Items listed in a dataset
************

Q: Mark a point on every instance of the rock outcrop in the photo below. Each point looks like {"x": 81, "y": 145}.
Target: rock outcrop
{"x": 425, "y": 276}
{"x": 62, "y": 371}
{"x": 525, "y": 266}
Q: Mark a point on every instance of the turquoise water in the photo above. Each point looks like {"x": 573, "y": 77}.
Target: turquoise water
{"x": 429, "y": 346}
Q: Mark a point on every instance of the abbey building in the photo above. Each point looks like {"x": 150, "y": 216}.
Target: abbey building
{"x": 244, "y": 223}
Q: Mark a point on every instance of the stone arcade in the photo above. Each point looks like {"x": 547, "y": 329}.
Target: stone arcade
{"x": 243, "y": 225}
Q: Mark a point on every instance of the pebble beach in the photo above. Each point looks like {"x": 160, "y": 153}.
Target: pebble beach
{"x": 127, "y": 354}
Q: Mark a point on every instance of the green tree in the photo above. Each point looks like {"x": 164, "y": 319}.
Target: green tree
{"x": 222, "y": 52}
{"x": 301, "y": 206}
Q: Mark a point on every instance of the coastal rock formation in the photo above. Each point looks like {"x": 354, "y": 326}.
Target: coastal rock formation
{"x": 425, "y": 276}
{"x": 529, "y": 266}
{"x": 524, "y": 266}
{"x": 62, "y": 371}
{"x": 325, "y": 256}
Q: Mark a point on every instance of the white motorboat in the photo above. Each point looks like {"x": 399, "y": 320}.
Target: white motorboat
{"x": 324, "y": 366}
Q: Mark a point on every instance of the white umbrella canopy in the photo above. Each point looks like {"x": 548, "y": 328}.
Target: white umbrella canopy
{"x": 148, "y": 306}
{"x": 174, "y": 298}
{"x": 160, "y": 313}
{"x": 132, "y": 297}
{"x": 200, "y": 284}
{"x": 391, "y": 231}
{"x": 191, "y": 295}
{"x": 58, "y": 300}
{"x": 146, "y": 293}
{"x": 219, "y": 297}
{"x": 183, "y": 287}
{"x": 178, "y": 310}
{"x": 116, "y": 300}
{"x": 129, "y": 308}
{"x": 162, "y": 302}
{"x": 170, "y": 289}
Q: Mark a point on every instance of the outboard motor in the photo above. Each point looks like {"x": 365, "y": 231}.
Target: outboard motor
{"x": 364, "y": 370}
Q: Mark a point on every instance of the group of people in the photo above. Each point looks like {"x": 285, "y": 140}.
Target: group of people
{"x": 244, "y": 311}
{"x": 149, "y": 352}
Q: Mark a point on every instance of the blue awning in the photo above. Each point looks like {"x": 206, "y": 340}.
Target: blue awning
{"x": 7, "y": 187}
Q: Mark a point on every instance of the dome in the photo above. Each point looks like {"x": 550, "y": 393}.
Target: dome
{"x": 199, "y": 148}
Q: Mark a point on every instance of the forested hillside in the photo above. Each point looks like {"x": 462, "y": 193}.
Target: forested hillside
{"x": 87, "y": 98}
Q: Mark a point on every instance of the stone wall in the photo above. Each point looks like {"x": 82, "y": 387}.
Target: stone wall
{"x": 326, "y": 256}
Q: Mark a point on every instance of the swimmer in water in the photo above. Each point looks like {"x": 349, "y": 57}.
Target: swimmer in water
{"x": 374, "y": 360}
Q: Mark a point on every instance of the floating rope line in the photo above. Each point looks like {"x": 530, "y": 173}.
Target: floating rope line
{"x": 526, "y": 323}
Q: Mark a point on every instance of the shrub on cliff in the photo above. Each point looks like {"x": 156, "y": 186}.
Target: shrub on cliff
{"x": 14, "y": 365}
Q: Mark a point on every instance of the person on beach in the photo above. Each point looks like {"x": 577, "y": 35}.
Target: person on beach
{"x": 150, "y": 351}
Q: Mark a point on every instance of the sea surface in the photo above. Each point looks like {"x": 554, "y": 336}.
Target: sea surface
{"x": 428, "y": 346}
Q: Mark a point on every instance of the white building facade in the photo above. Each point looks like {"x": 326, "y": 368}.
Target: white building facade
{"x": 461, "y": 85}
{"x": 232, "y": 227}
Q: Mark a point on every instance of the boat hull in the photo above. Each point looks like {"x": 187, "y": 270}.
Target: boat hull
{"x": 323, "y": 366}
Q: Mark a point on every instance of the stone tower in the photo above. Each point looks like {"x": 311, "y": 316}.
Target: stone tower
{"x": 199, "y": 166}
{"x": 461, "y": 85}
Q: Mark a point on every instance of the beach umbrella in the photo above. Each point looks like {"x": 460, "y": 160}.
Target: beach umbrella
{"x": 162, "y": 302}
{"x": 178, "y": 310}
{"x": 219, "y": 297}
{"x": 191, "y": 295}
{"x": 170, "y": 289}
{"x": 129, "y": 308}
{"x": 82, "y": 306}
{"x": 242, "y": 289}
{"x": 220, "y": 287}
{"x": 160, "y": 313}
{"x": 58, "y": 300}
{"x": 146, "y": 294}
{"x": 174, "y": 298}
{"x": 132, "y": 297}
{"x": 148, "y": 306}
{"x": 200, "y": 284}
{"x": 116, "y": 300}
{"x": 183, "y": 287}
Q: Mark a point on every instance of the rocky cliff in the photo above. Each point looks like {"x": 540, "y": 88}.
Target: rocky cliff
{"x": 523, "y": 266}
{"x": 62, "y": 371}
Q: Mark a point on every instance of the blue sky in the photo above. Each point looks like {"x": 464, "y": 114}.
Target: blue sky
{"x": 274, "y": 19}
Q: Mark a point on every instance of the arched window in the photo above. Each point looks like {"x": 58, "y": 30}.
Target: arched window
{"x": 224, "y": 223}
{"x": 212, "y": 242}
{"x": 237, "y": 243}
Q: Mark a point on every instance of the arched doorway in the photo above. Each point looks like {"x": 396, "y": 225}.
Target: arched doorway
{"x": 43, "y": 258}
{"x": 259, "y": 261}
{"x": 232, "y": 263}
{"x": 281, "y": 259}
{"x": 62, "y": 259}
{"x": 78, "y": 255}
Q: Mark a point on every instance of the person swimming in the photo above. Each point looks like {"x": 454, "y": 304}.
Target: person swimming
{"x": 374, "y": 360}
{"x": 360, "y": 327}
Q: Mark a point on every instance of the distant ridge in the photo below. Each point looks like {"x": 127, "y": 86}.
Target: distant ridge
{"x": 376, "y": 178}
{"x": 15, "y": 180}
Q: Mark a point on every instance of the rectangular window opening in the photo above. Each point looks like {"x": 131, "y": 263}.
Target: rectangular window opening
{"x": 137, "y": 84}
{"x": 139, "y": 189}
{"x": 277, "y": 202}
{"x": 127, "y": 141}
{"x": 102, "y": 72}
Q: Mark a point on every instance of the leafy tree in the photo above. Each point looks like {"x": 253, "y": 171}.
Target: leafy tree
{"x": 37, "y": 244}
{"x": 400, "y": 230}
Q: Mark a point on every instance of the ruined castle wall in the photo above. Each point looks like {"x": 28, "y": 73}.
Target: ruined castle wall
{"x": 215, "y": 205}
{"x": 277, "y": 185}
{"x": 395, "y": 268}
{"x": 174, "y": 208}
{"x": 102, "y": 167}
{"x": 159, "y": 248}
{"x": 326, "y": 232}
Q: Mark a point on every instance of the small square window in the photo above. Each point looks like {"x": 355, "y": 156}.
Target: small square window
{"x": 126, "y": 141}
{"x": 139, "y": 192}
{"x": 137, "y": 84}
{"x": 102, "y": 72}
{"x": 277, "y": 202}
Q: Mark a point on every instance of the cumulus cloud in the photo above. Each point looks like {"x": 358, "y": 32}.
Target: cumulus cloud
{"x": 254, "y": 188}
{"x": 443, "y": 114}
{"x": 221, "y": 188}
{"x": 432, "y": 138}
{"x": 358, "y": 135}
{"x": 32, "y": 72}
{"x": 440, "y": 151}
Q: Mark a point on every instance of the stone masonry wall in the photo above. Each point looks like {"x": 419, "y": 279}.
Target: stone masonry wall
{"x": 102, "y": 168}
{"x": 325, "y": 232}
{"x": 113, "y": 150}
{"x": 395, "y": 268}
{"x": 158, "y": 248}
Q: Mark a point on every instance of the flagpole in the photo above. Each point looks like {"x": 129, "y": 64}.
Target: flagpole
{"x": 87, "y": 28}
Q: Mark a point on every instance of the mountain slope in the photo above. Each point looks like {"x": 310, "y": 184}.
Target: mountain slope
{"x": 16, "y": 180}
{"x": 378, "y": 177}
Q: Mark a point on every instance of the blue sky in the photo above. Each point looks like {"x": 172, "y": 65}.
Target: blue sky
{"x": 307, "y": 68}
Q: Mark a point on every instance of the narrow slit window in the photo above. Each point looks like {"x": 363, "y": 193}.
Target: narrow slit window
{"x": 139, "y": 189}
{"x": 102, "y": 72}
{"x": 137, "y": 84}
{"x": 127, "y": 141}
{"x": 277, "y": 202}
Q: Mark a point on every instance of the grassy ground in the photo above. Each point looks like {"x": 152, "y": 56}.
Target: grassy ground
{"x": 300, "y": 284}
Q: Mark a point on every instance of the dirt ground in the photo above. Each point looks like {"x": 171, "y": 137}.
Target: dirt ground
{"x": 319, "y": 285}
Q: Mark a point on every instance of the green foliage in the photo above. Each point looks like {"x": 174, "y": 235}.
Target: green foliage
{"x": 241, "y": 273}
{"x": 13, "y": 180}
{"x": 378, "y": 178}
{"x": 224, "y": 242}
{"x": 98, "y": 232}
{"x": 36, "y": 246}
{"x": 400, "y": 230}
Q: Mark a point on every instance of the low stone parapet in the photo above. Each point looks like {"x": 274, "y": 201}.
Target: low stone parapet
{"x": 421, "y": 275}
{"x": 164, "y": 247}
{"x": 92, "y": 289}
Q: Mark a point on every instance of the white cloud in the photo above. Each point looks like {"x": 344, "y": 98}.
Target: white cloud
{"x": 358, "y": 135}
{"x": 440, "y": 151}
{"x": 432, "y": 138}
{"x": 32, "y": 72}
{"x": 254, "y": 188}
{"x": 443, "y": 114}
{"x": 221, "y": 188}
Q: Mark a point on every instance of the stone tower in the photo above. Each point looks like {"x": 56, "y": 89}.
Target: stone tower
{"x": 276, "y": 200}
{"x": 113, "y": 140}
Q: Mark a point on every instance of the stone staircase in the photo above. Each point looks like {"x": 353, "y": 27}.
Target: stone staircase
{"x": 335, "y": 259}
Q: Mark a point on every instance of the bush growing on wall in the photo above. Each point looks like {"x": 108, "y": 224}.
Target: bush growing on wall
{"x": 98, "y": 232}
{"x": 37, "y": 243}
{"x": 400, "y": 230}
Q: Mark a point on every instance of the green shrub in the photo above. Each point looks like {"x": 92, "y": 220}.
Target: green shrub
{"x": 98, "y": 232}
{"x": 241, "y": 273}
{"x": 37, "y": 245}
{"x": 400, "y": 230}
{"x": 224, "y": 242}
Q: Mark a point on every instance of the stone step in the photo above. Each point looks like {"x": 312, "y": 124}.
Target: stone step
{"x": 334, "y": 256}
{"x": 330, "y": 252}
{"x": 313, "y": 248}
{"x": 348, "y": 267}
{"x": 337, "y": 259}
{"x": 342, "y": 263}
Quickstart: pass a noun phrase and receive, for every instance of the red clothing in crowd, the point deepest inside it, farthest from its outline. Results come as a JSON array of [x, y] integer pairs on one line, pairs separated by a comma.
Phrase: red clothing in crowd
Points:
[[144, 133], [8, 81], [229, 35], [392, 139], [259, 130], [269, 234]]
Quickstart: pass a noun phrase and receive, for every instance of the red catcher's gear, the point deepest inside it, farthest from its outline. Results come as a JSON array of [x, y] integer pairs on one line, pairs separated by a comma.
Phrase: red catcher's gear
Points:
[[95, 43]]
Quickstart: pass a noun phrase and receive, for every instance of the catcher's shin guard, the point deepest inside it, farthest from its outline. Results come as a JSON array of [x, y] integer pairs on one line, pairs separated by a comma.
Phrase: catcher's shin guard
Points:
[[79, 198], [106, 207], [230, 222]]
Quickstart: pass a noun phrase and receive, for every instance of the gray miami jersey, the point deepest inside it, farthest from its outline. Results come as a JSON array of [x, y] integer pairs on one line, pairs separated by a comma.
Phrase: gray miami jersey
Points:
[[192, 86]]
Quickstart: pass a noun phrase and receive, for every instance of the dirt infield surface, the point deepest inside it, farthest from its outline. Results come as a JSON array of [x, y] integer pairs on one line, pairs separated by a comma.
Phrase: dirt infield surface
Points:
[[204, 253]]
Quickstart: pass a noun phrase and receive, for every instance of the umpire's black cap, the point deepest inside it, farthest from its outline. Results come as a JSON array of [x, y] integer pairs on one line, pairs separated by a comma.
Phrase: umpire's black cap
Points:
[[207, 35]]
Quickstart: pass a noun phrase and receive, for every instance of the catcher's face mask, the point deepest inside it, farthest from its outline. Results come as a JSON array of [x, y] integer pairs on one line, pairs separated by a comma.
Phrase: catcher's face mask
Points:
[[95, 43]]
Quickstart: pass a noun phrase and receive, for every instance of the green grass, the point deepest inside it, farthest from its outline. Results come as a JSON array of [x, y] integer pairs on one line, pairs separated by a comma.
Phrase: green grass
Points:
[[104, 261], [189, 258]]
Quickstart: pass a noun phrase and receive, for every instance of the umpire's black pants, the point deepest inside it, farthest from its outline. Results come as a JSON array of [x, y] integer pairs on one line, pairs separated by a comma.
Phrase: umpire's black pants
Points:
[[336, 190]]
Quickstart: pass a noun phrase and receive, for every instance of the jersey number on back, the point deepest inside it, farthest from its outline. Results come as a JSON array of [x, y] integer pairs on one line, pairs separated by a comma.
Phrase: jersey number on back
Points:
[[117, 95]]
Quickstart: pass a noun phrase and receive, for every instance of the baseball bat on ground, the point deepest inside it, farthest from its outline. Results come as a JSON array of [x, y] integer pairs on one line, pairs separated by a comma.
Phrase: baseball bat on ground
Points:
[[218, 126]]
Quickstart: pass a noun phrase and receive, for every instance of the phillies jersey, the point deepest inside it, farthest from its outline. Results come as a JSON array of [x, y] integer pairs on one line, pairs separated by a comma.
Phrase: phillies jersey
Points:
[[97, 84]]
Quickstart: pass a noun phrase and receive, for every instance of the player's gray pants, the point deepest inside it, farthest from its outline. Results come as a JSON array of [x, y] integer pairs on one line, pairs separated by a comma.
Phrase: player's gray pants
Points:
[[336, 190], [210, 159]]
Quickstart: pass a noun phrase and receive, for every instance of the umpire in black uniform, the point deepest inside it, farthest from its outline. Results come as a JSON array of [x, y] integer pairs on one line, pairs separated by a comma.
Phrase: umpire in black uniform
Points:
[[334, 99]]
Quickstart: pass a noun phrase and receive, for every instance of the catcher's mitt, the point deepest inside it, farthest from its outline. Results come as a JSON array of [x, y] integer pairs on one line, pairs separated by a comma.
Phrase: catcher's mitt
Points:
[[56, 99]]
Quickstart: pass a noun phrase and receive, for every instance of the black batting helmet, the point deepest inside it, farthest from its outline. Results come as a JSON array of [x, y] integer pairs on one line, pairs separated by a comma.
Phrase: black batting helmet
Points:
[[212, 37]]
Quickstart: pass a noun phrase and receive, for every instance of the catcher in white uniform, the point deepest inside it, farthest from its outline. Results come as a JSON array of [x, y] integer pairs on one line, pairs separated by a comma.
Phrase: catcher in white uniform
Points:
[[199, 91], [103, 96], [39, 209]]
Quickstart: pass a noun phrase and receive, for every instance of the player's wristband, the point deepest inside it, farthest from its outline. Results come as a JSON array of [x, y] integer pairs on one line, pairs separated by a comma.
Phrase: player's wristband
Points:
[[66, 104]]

************

### WHAT TO WORK ON
The range runs from the line above containing "black pants, the" to the line containing "of the jersey", inclusive. Restate those lines word for word and no others.

### COMPLETED EXERCISE
Quickstart: pass a noun phrase and receive, for every instance of the umpire's black pants, the point deepest inside it, farthest from its outline. Results come as a JSON array of [x, y] integer pairs on one line, pairs separated by a comma.
Phrase: umpire's black pants
Points:
[[336, 190]]
Quickstart: pass a noun phrase and receive, for every instance of the jersey number on back, the point deepest inside it, farthest from its outline. Results come as a JSON array of [x, y] integer pairs on one line, pairs separated by a comma.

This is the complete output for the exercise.